# ARTICLE
::::::
# Cheapest way to travel to Spain??????



## cavaqueen (Mar 27, 2006)

Hi there, 

We are thinking of travelling to Spain in April, we have checked with Brittanny ferries direct (£359 one way) do they accept air miles? or can anyone suggest a cheaper way to travel to Spain, we don't fancy Dover Calais again, I hate the route down there and it will be too cold in France in April, we want to go straight to the sun. 

Any suggestions gratefully received 

Cavaqueen


----------



## 107990 (Oct 30, 2007)

Try Ryanair. Seats aren't very big though.


----------



## tonka (Apr 24, 2006)

DollarYen said:


> Try Ryanair. Seats aren't very big though.


Cor.. Thats made me smile.... !!


----------



## Grizzly (May 9, 2005)

cavaqueen said:


> Brittanny ferries direct (£359 one way) do they accept air miles?
> Cavaqueen


Britany Ferries certainly accept air miles for the Portsmouth to Caen route -we have used them for late March this year.

Phone and book via Air Miles not via Brittany Ferries. We've done this twice now and find them fast and efficient - and competitive.

G


----------



## Rapide561 (Oct 1, 2005)

*Spain*

Hi

Where abouts in Spain are you heading? Sometimes, sailing to Spain looks good on paper purely as you arrive in the country of destination. However, look at the mileage from Santander to Lloret de Mar for example - and compare that to Calais to Lloret!

How about looking at sailing to Le Havre from Pompey - www.ldlines.com or other routes on the western channel to Roscoff, Cherbourg or St Malo.

There looks to be a lof of toll free driving but I have very limited knowledge on this.

You could always try to get ferry prices through the Caravan Club or Camping and Caravan Club.

Russell


----------



## zulurita (May 9, 2005)
::::::
# STORED DATA

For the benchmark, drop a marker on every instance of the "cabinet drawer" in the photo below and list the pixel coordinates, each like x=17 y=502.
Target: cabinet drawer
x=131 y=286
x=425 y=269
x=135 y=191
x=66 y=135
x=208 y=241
::::::
# TASK OBJECTIVE
Return everything in the thread on getting to Spain from "## Grizzly (May" down to "March this year.", copied word for word.

# ANSWER BELOW
## Grizzly (May 9, 2005)

cavaqueen said:


> Brittanny ferries direct (£359 one way) do they accept air miles?
> Cavaqueen


Britany Ferries certainly accept air miles for the Portsmouth to Caen route -we have used them for late March this year.